> [Task inputs]:

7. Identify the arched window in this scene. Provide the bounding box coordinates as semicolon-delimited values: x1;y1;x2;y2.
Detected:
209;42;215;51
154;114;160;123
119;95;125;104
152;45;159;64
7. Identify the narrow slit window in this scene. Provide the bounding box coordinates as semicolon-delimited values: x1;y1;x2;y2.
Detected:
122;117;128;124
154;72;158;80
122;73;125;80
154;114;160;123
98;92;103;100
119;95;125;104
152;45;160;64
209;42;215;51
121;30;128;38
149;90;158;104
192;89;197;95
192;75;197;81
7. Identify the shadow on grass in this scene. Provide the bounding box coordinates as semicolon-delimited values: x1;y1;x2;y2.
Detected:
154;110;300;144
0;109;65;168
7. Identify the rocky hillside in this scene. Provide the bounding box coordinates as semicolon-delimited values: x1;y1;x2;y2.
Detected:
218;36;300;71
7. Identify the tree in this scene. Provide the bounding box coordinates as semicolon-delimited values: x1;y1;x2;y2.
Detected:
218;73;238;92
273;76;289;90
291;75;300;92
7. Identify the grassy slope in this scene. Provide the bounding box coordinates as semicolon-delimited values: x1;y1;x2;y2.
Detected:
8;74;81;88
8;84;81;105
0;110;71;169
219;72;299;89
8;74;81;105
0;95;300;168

> [Work instructions]:
Could you copy the entire listing above verbatim, from its first line to its last?

> [Complete output]:
7. Identify the arched window in this scene. Provide the bounding box coordinates as semicolon-delimited values: x1;y1;x2;y2.
Detected:
209;42;215;51
154;114;160;123
119;95;125;104
152;45;159;64
7. Identify the narrow slit window in this scene. Provide the bounding box coordinates as semicolon-delimited values: x1;y1;x2;y2.
Detected:
122;117;128;124
154;72;158;80
122;73;125;80
154;114;160;123
98;92;103;100
119;95;125;104
152;45;160;64
209;42;215;51
121;30;128;38
149;90;158;104
192;89;197;95
192;75;197;81
7. Identify the shadow on grass in this scene. Provide the bounding box coordinates as semicolon-delimited values: x1;y1;x2;y2.
Detected:
154;110;300;144
0;109;65;168
7. Identify the rocky hillside in this scene. Provide the bounding box coordinates as semicolon-delimited values: x1;y1;x2;y2.
Detected:
218;36;300;71
7. Identify the tree in this scene. Provide the bounding box coordinates as semicolon-delimited values: x1;y1;x2;y2.
Detected:
218;73;238;92
273;76;289;90
291;75;300;92
7. Identify the grassy slope in this scene. Provide the bounding box coordinates as semicolon-delimited values: x1;y1;x2;y2.
Detected:
8;74;81;88
8;84;81;105
0;110;71;169
219;72;299;89
8;74;81;105
0;95;300;168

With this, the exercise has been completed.